Items from a dataset
|---|

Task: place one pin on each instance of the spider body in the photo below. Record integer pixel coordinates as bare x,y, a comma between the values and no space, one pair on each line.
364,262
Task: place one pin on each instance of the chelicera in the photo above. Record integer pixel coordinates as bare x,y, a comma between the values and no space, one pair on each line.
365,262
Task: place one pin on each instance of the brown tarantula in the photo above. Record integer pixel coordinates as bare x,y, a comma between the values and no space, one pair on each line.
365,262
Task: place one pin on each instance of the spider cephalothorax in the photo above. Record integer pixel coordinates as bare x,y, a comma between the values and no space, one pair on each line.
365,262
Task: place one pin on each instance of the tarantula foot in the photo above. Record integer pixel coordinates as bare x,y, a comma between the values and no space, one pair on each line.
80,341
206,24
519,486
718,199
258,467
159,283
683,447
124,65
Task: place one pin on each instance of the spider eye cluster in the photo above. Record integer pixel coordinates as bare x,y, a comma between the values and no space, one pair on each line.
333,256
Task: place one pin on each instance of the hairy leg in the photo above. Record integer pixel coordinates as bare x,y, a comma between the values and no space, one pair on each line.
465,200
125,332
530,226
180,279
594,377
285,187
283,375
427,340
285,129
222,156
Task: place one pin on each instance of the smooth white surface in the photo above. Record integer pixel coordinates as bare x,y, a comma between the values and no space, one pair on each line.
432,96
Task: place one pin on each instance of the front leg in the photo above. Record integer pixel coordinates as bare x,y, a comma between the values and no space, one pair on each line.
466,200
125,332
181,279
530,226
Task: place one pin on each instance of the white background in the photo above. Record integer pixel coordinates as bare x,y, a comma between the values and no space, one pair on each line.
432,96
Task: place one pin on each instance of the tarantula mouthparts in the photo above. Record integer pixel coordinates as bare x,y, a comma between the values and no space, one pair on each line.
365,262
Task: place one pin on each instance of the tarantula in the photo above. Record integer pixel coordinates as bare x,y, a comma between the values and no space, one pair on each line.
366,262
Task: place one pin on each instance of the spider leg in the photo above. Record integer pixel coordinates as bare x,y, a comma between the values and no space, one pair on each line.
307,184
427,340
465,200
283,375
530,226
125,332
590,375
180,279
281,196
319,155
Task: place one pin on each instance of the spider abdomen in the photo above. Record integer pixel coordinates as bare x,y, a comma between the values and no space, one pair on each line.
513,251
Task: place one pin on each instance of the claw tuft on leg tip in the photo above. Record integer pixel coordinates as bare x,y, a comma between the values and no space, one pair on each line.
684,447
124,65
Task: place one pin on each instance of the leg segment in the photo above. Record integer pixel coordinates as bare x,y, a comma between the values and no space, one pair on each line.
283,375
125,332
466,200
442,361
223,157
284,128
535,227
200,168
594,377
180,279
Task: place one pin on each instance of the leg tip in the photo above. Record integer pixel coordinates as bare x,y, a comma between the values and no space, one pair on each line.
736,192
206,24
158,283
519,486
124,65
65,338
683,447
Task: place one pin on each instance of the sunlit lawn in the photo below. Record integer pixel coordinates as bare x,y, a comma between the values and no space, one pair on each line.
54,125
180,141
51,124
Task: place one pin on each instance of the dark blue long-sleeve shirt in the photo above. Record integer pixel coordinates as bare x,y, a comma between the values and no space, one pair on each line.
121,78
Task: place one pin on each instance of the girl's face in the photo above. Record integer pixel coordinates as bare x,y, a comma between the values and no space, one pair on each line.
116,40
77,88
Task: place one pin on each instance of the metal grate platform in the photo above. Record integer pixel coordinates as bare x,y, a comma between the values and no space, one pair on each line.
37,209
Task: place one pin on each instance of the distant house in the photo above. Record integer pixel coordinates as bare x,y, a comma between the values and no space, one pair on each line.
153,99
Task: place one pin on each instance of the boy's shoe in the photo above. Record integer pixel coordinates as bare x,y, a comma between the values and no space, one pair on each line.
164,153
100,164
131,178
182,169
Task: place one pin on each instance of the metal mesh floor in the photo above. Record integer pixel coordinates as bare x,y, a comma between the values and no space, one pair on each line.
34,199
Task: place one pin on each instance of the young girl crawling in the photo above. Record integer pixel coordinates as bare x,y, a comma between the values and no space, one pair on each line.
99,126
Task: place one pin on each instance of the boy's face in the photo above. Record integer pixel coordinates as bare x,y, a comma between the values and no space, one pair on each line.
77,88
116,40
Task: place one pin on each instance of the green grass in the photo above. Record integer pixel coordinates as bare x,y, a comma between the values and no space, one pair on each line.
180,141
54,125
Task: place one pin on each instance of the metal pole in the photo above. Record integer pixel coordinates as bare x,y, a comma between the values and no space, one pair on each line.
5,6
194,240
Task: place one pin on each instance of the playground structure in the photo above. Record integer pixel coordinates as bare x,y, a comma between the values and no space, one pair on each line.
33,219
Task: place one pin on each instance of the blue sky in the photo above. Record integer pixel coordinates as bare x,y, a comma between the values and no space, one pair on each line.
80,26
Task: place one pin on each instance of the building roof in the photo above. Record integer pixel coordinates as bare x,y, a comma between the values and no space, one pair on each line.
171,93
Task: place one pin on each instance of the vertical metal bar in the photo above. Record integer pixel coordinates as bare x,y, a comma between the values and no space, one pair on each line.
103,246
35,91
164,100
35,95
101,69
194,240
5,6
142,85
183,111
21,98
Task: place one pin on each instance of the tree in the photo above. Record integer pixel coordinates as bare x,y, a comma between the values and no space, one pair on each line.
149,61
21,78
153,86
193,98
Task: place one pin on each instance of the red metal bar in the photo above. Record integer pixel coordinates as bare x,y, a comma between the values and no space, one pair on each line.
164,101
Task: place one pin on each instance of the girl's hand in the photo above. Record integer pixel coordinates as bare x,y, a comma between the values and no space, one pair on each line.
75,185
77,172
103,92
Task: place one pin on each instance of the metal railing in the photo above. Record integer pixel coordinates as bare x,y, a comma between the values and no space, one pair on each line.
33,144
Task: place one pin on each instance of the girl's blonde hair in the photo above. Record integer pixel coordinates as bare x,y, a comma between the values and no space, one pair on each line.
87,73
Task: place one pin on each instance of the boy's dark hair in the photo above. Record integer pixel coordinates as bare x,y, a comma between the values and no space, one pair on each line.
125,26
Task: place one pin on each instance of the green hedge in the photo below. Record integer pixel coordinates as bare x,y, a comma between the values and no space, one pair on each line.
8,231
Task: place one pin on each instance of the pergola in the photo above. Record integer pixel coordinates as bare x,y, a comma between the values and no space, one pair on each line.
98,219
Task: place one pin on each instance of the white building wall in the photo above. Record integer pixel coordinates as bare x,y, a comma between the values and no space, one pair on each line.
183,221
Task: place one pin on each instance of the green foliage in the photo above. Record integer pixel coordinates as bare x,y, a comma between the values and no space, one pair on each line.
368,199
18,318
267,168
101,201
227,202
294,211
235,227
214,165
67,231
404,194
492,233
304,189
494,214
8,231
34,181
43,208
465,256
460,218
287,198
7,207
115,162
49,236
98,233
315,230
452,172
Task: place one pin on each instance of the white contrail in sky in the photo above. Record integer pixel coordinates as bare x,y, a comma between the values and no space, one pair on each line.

|---|

Exercise
The records above must be transcribed in full, word for word.

Solution to the exercise
Task: place one pin on each instance of the spider body in the photo below. Record integer pixel coordinates as bare x,y, a comma between the values and no space, one pair on each line.
364,262
Task: place one pin on each instance of the chelicera in the photo above. Record integer pixel coordinates as bare x,y, a comma between the values and no space, one pair on each line.
365,262
Task: place one pin on each instance of the brown tarantula in the photo above. Record integer pixel coordinates as bare x,y, a comma between the values and no space, one pair on each line.
365,262
Task: place one pin on each instance of the spider cephalothorax in the photo above. Record integer pixel coordinates as bare x,y, a comma between the values and no space, one pair on each line.
365,262
Task: place one pin on each instance of the tarantula foot in the photo above. Record integer pixel coordinates as bare x,y, a comma between the values and no space, one pair on each line.
80,341
206,24
519,486
718,199
258,467
159,283
683,447
124,65
Task: place one pin on each instance of the spider eye cluster in the photo above. Record integer pixel coordinates as bare x,y, a comma between the values and no space, one pair on each line.
333,256
Task: place one pin on each instance of the hairy leg in the photo above. Record integer pixel coordinates as bare x,y, a comma between the values and no space, one pair on each line.
465,200
125,332
530,226
180,279
594,377
285,187
283,375
427,340
285,129
222,156
Task: place one pin on each instance of the smooth white surface in the photo above. Record integer pixel coordinates as bare x,y, a comma between the values and no space, one pair on each line.
432,96
Task: place one pin on each instance of the front leg in the photo above. Record integer pixel coordinates as bare x,y, a comma between the values and no space, one pair on each line.
466,200
125,332
181,279
530,226
Task: place one pin on each instance of the white background in the photo above. Record integer pixel coordinates as bare x,y, a comma between the values and no space, one pair on each line.
432,96
Task: place one pin on each instance of the tarantula mouthparts in the photo above. Record integer pixel coordinates as bare x,y, a comma between the values and no space, one pair on each line.
365,262
Task: place one pin on each instance of the tarantula in the photo above. Record integer pixel coordinates as bare x,y, a comma between the values and no space, one pair on each line.
366,262
Task: place one pin on each instance of the spider leg in the photo above. Record integer pixel coordinates as bare x,y, a comma between the values and no space, one pair on each line.
307,184
427,340
465,200
283,375
530,226
125,332
590,375
180,279
281,196
319,155
Task: place one pin on each instance of the spider abdomen in the photo above. Record integer pixel coordinates as bare x,y, a comma between the values and no space, one pair on each line.
513,251
Task: place one pin on each instance of the claw tuft on leg tip in the photo above. Record integer pixel coordinates as bare x,y, a comma between the values and no space, one pair on each line.
684,447
124,65
Task: place one pin on each instance of the leg segment in the photo above. Record integer pixel coordinates as bare x,y, a comma between the values and no space, one pair on each line.
283,375
125,332
466,200
442,361
223,157
284,128
535,227
200,168
594,377
180,279
Task: place one pin on each instance of the leg tip in the photo above. Record integer pixel coordinates as bare x,y, a comma between the values and no space, one pair on each line.
736,192
206,24
158,283
519,486
124,65
65,338
683,447
Task: place one pin on each instance of the sunlit lawn in the photo below. Record integer pixel coordinates as bare x,y, a comma between the values and no space, one pair on each line.
54,125
180,141
51,124
Task: place one pin on each instance of the dark blue long-sleeve shirt in the photo above. Record integer pixel coordinates as bare x,y, a comma between the values and no space, one pair on each line.
121,78
Task: place one pin on each instance of the girl's face in the photo above. Record integer pixel coordinates as bare x,y, a comma between the values and no space, one pair on each line.
116,40
77,88
Task: place one pin on each instance of the metal grate platform in the photo above. Record integer pixel coordinates as bare x,y, a comma between the values and no space, one pair on each line.
37,209
Task: place one pin on each instance of the distant house in the photo above. Record integer pixel coordinates as bare x,y, a comma between the values and no space, one pair on each line.
153,99
Task: place one pin on each instance of the boy's shoe in the photo above. Record integer pixel coordinates as bare x,y, a comma between the values and no space, one pair on each line.
164,153
100,164
131,178
182,169
Task: place one pin on each instance of the metal mesh floor in the photo above. Record integer pixel coordinates as bare x,y, a comma between the values and no space, one pair on each line.
34,199
Task: place one pin on each instance of the young girl crawling in the photo above. Record integer pixel coordinates as bare x,y, a comma between the values and no space, one pair on each line.
99,126
Task: place one pin on each instance of the boy's face in the photo above. Record integer pixel coordinates as bare x,y, a comma between the values and no space, one pair on each line.
77,88
116,40
Task: place one pin on each instance of the green grass in the photo above. Record integer pixel coordinates as bare x,y, a comma between the values and no space, one pair on each line.
180,141
54,125
Task: place one pin on each instance of the metal pole in the photo above. Record integer pixel coordinates as bare x,y, a comma between the values and no space, one pair on each line.
5,6
194,240
Task: place one pin on each instance of the playground structure in the photo above. Record integer pixel coordinates as bare x,y, a comma between the values and no space, one pair on each line.
33,219
Task: place one pin on each instance of the blue sky in the photo above. Record integer pixel coordinates as bare x,y, a comma between the values and no space, one pair on each line.
80,26
Task: place one pin on each instance of the building roof in the photo above. Record integer pixel coordinates as bare x,y, a comma between the values and no space, one pair on each line.
171,93
Task: place one pin on each instance of the vertical metal bar in the photo above. Record integer pixel coordinates as bare x,y, a comma between the values and no space, one pair on each line.
103,246
35,91
164,100
35,95
101,69
194,240
5,6
142,85
183,111
21,98
Task: place one pin on each instance of the tree in the photo above. Record integer pixel coordinates as bare x,y, a comma between the values and no space, one pair on each line.
149,61
21,78
153,86
193,98
Task: place one pin on each instance of the red metal bar in the photo above. Record integer pixel coordinates as bare x,y, a comma between the values and no space, one pair on each line.
164,101
Task: place one pin on each instance of the girl's hand in the photo above. Record integer pixel coordinates as bare x,y, a comma between the values and no space, one pair on each line.
75,185
77,172
103,92
Task: place one pin on each instance of the metal railing in the photo above. Record integer pixel coordinates as bare x,y, a comma between the values and no space, one pair on each line.
33,144
Task: place one pin on each instance of the girl's blonde hair in the photo above. Record integer pixel coordinates as bare x,y, a comma between the values and no space, one pair on each line.
87,73
Task: place one pin on each instance of the boy's dark hair in the photo above. Record integer pixel coordinates as bare x,y, a comma between the values and no space, one pair on each line.
125,26
Task: place one pin on each instance of the green hedge in the photo below. Record integer pixel coordinates as bare x,y, a comma between the values and no space, one pair on each line.
8,231
Task: place one pin on each instance of the pergola in the photo above. Record integer pixel coordinates as bare x,y, a comma between the values and no space, one pair on each line.
98,219
Task: place one pin on each instance of the white building wall in the photo above. Record integer pixel coordinates as bare x,y, a comma between the values and no space, one pair on each line.
183,221
Task: place one pin on each instance of the green foliage in the photo above. Record integer pixel coordinates as bare x,y, a comma between the values and no space, one pair on each line.
368,199
18,318
267,168
101,201
227,202
294,211
235,227
214,165
67,231
404,194
492,233
304,189
494,214
8,231
34,181
43,208
465,256
460,218
287,198
7,207
115,162
49,236
98,233
315,230
452,172
Task: place one pin on each instance of the white contrail in sky in the photo above. Record integer pixel coordinates as bare x,y, a comma between the values and no space, one pair on each line.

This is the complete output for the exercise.